:: TEXT ::

# Galtür und Umgebung



## Willi-w (19. März 2012)

Hallo Zusammen #h, kennt jemand den Zeinissee, Zeinisbach und Stausee Kops in der nähe von Galtür? Ich mach dort dieses Jahr mit der Familie Sommerurlaub (Anfang Juni) und wollte gern mal die Fliegen- und die Spinnrute mitnehmen. Kann mir jemand Tipps zu der Gegend geben und den umliegenden Gewässern geben? Wäre super! 

Gruß,
Willi


----------



## QSXE (19. März 2012)

*AW: Galtür und Umgebung*

Ich kann zwar an dieser Stelle keinen Gewässertipp geben aber um in Tirol fischen zu dürfen muss man  Mitglied im Tiroler Fischereiverband sein. Das kostet aber eh nur 25€. Kann nämlich durchaus recht nerfig sein wenn man das dann erst for ort erfährt und das dann noch schnell einzahlen muss. 

Das könnte aber bei Reviersuche durchaus helfen

QSXE


----------



## Laketrout (6. Juni 2012)

*AW: Galtür und Umgebung*

Hallo Willi
vielleicht bin ich ja schon zu spät.
Mit den Infos zu Galtür, hier findest du alles:
http://www.fischerei-galtuer.at
Gibt Tageskarten im Hotel Sabine und im Berggasthof Zeinisjoch.

Viel Erfolg
Roland


----------



## Willi-w (8. Juni 2012)

*AW: Galtür und Umgebung*

Hallo zusammen, zu spät ist es definitiv nicht. Der Urlaub hat sich auf mitte September verschoben. Dake für die Infos. Wir sind im Berggasthof Zeinisjoch. Ich denke da wir mir geholfen. Wenn noch jemand Tipps oder infos hat würde ich mich freuen.

Gruß,
Willi


----------

:::

## AUFGABE 1
Entnimm der Forumsdiskussion über Galtür wörtlich den Abschnitt, der mit "# Galtür und" anfängt und mit "geben? Wäre super!" aufhört.
## AUFGABE 2
Beantworte zur Forumsdiskussion über Galtür kurz diese Fragen:
(a) Wie viel kostet laut QSXE die Mitgliedschaft im Tiroler Fischereiverband?
(b) Wo gibt es nach Laketrouts Angaben Tageskarten?
(c) Auf wann hat sich Willis Urlaub verschoben?
## AUFGABE 3
Warum rät QSXE in der Forumsdiskussion über Galtür, schon vor der Reise von der Mitgliedschaft im Tiroler Fischereiverband zu wissen?

:: GEGEBENE ANGABEN ::

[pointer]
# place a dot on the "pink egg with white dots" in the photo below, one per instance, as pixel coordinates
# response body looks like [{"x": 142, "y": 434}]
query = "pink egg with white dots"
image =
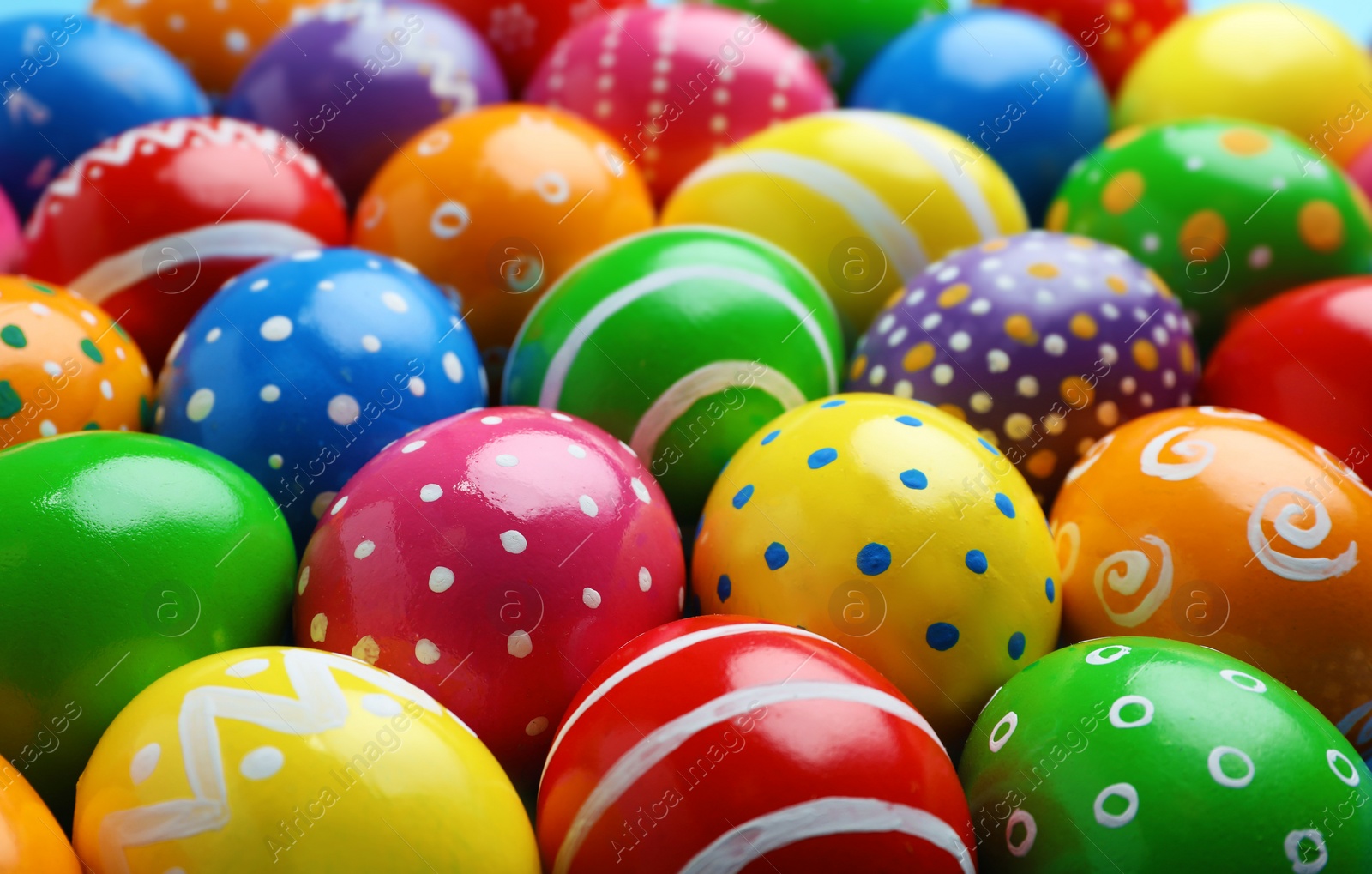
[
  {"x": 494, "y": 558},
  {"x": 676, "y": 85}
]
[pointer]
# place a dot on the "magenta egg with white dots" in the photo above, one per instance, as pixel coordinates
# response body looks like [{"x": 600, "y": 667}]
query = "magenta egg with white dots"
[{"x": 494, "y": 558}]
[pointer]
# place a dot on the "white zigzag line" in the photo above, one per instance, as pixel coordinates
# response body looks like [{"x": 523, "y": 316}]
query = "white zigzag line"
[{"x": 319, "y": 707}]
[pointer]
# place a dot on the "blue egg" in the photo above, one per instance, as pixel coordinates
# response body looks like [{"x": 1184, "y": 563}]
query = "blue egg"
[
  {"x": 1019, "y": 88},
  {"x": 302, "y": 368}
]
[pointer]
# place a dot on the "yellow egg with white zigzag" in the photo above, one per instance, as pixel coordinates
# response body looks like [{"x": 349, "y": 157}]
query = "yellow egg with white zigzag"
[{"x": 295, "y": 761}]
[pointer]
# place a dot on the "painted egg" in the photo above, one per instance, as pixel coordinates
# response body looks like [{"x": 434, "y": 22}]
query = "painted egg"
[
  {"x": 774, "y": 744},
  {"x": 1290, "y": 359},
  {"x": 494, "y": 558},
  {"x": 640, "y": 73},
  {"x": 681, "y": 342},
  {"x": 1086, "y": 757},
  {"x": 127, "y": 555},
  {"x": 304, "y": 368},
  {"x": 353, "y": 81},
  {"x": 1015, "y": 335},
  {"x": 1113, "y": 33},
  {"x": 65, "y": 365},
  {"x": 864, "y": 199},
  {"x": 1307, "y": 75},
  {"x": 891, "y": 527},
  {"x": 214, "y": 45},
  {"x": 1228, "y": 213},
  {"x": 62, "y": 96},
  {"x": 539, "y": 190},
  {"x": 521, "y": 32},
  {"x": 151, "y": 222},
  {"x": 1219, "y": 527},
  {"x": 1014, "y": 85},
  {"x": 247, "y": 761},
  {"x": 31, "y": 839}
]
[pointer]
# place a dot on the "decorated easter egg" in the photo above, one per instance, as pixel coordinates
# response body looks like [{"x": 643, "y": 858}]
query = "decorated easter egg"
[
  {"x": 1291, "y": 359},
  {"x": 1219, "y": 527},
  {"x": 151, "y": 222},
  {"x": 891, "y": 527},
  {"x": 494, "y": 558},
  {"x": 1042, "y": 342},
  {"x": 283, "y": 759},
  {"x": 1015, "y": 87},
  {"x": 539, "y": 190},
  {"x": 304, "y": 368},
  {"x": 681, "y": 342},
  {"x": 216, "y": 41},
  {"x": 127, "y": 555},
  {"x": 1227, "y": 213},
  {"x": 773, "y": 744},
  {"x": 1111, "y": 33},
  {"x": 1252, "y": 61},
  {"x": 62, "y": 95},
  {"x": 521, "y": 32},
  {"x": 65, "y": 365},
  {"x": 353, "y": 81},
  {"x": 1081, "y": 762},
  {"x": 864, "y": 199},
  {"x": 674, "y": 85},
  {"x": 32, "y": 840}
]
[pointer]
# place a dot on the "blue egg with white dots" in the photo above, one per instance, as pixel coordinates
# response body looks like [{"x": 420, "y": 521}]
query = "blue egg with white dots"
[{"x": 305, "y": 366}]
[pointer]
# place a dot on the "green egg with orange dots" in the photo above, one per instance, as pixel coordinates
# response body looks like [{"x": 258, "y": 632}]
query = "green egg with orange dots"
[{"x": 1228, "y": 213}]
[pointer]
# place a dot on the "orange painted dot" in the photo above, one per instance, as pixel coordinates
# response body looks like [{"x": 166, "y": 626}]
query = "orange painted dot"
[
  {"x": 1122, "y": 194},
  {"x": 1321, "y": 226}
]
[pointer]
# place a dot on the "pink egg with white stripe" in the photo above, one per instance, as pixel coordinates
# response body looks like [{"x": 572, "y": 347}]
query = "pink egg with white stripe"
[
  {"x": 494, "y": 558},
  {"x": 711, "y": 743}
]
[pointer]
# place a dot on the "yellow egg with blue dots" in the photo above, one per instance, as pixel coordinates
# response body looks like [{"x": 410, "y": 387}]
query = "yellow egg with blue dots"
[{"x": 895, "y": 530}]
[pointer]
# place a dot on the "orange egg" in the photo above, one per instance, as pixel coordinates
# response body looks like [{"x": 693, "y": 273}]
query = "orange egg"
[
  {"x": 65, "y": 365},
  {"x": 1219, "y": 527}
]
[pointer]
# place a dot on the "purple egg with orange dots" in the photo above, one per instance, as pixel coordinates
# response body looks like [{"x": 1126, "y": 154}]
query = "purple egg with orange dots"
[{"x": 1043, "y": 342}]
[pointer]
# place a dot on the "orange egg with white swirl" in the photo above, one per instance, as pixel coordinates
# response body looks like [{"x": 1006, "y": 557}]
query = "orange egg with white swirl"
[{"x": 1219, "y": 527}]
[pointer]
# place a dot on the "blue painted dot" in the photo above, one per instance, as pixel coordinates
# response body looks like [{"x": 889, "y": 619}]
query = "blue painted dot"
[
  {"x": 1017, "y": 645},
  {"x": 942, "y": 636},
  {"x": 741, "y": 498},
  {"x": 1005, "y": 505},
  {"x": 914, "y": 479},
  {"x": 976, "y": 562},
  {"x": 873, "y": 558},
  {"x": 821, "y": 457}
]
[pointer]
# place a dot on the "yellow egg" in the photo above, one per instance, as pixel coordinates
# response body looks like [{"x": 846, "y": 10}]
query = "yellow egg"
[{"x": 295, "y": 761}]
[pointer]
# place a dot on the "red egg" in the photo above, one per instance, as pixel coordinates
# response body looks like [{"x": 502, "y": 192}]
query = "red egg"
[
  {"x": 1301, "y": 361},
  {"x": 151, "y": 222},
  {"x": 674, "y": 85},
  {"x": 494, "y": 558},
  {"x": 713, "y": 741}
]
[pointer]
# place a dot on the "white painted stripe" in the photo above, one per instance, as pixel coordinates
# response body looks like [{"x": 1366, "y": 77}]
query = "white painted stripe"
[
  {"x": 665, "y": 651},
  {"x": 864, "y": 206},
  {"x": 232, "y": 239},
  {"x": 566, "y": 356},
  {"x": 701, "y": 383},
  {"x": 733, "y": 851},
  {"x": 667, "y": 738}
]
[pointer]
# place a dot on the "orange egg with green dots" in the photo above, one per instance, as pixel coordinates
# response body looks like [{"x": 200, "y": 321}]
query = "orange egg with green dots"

:::

## VOLLSTÄNDIGE LÖSUNG 1
# Galtür und Umgebung



## Willi-w (19. März 2012)

Hallo Zusammen #h, kennt jemand den Zeinissee, Zeinisbach und Stausee Kops in der nähe von Galtür? Ich mach dort dieses Jahr mit der Familie Sommerurlaub (Anfang Juni) und wollte gern mal die Fliegen- und die Spinnrute mitnehmen. Kann mir jemand Tipps zu der Gegend geben und den umliegenden Gewässern geben? Wäre super!

## VOLLSTÄNDIGE LÖSUNG 2
(a) 25 €
(b) Im Hotel Sabine und im Berggasthof Zeinisjoch
(c) Auf Mitte September

## VOLLSTÄNDIGE LÖSUNG 3
Wer in Tirol fischen will, muss Mitglied im Tiroler Fischereiverband sein. Erfährt man das erst vor Ort, kann es recht lästig sein, weil man den Beitrag dann noch schnell einzahlen muss.